═════ Text passage ═════

Wednesday, August 10, 2011

Flip a Coin - FIML or 3SLS ?

When it comes to choosing an estimator or a test in our econometric modelling, sometimes there are pros and cons that have to weighted against each other. Occasionally we're left with the impression that the final decision may as well be based on computational convenience, or even the flip of a coin.

In fact, there's usually some sound basis for selecting one potential estimator or test over an alternative one. Let's take the case where we're estimating a structural simultaneous equations model (SEM). In this case there's a wide range of consistent estimators available to us.

There are the various "single equation" estimators, such as 2SLS or Limited Information Maximum Likelihood (LIML). These have the disadvantage of being asymptotically inefficient, in general, relative the "full system" estimators. However, they have the advantage of usually being more robust to model mis-specification. Mis-specifying one equation in the model may result in inconsistent estimation of that equation's coefficients, but this generally won't affect the estimation of the other equations.

The two commonly used "full system" estimators are 3SLS and Full Information Maximum Likelihood (FIML). Under standard conditions, these two estimators are asymptotically equivalent when it comes to estimating the structural form of an SEM with normal errors. More specifically, they each have the same asymptotic distribution, so they are both asymptotically efficient.

On the face of it, then, it might seem that there's really nothing to choose between these two estimators on statistical grounds, at least in large enough samples. Using this reasoning, it's sometimes suggested that we may as well use 3SLS rather than FIML, because the former estimator is much simpler to compute than the latter, and we don't run into the problem of making sure we've located a global maximum of the likelihood function when computing the FIML estimates. (I've posted on this computational issue associated with MLEs here.)

The trouble with this line of reasoning, however, is that it ignores a couple of important issues. First, this equivalence between 3SLS and FIML holds only asymptotically - that is, if the sample is infinitely large. What about the situation where we have just a modest sized sample?

First, in an unpublished paper, Sargan (1970) proved that in finite samples the sampling distribution of the FIML estimator has Cauchy-like tails. This implies that the mean and higher-order moments are not defined. It doesn't even make sense to ask, "is this estimator unbiased", because the mean of its sampling distribution doesn't exist. Equally, it makes no sense to try and compare the MSE of this estimator with that of another estimator, in finite samples. This MSE isn't well-defined either.

So, some people would see this as a strike against the FIML estimator, and in favour of the 3SLS estimator, as the latter doesn't suffer from this particular problem. (See Sargan (1978).)

═════

- **Tasks**
a. Do these statements agree with the post on FIML and 3SLS? Answer yes or no for each one, and quote the words from the post that settle it.
(i) Single-equation estimators such as 2SLS and LIML are generally asymptotically inefficient compared with full-system estimators.
(ii) The equivalence between 3SLS and FIML also holds in modest-sized samples.
(iii) Sargan's 1970 paper on the FIML estimator was published.
b. Can you carry on the post about choosing between FIML and 3SLS, starting right after its last sentence?
You won't need the data that comes after the text.

═════ Data excerpts ═════

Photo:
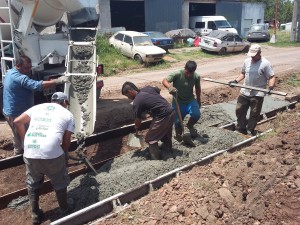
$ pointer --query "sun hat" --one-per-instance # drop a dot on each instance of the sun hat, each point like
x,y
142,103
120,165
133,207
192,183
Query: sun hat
x,y
254,49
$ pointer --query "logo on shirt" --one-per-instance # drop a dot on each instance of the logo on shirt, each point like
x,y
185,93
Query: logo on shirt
x,y
50,108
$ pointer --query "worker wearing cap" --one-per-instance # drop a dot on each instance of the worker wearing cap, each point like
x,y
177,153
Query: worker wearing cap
x,y
184,82
256,72
46,144
18,94
148,99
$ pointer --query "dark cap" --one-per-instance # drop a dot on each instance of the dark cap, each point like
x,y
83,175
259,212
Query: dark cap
x,y
59,97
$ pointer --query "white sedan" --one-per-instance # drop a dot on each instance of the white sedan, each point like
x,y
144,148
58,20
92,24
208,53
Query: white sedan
x,y
223,41
137,46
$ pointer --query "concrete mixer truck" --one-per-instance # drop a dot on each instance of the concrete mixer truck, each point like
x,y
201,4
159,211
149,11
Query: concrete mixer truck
x,y
59,37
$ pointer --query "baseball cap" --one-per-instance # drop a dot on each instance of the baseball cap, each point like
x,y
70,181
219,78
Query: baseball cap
x,y
254,49
59,97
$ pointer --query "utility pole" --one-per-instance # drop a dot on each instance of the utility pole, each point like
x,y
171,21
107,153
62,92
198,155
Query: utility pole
x,y
295,36
273,38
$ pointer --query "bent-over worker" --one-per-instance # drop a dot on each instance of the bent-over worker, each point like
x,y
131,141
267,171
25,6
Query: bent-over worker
x,y
46,145
149,99
18,94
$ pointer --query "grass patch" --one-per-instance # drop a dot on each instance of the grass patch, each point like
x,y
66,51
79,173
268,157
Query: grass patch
x,y
283,39
294,80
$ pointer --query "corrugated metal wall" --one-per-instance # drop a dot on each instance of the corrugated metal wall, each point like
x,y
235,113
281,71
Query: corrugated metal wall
x,y
163,15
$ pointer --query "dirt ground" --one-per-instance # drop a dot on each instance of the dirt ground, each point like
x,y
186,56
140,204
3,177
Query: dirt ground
x,y
257,185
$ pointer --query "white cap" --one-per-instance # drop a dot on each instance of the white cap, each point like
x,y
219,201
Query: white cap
x,y
254,49
59,97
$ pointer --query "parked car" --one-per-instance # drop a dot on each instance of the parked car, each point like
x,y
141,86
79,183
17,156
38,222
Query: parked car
x,y
258,32
223,41
181,34
160,39
137,46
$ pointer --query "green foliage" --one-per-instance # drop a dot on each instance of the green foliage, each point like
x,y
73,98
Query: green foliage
x,y
285,10
294,80
283,39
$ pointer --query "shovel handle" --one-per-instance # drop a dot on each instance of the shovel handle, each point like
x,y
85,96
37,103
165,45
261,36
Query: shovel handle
x,y
248,87
178,112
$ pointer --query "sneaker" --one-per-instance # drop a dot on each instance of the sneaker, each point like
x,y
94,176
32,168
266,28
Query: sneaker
x,y
242,131
253,133
71,206
38,217
193,132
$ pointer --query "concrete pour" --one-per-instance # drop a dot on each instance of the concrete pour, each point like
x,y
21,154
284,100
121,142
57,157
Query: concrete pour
x,y
134,168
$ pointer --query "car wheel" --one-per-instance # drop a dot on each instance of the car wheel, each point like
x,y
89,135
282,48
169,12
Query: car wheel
x,y
246,49
222,51
138,58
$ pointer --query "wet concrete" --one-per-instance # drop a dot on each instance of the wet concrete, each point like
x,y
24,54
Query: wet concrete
x,y
134,168
270,103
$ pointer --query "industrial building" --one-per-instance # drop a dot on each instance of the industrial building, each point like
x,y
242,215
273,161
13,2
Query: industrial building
x,y
158,15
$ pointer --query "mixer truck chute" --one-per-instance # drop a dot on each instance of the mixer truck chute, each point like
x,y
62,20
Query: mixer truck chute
x,y
24,29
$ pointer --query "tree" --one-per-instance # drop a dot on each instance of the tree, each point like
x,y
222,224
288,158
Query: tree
x,y
285,10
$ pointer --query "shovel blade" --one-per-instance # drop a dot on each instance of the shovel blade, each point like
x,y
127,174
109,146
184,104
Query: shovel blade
x,y
134,141
186,138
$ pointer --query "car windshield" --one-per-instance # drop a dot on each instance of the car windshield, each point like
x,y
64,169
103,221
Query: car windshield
x,y
222,24
142,40
217,34
156,35
257,28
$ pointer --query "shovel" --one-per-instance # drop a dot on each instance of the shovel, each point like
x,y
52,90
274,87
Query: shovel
x,y
248,87
135,140
186,138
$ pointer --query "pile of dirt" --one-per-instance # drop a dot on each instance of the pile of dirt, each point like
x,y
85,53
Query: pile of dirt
x,y
257,185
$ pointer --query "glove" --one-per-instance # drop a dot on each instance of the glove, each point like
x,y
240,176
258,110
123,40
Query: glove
x,y
232,82
172,90
62,80
270,89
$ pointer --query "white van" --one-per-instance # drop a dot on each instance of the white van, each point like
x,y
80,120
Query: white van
x,y
203,25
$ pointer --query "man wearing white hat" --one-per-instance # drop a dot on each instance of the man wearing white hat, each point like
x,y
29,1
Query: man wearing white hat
x,y
256,72
46,144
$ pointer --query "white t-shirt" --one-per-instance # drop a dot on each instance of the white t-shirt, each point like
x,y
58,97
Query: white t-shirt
x,y
48,123
257,75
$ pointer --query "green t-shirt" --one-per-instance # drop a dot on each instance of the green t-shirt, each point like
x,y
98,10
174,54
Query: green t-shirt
x,y
184,85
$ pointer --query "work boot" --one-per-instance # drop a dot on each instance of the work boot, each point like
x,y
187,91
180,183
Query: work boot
x,y
178,134
154,151
190,126
36,213
167,146
66,205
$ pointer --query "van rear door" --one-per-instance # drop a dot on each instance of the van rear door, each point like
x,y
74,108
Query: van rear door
x,y
200,27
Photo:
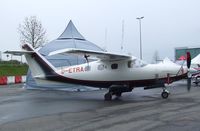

═════

- **Expected answers**
a.
(i) Yes: "These have the disadvantage of being asymptotically inefficient, in general, relative the "full system" estimators."
(ii) No: "this equivalence between 3SLS and FIML holds only asymptotically - that is, if the sample is infinitely large."
(iii) No: "in an unpublished paper, Sargan (1970) proved that in finite samples the sampling distribution of the FIML estimator has Cauchy-like tails."

b.
Second, notice that this asymptotic equivalence between 3SLS and FIML relates to the estimation of the structural form (SF) parameters. These parameters can be of great interest. If the model is linear in the variables and parameters, these parameters are the marginal effects between the exogenous variables and the endogenous variables, just like in a linear OLS regression model. These parameters can be used to compute other economically interesting quantities, such as elasticities.

However, there's more to an SEM than just its structural form. If we want to use the model  for computing multipliers, or for forecasting (as is very often the case), then we need to use the reduced form of the model. To retain the information in the identifying restrictions associated with the structural form, we solve the latter for the restricted reduced form (RRF) of the model. The estimates of the structural form parameters are manipulated to give us the estimates of the parameters in the corresponding restricted reduced form of the model.

Now, if we focus on the restricted reduced form, what can we say by way of comparing the pros and cons of the (derived) 3SLS and FIML estimates? At this point, some other interesting differences arise, and these can also help us in choosing between these two estimators.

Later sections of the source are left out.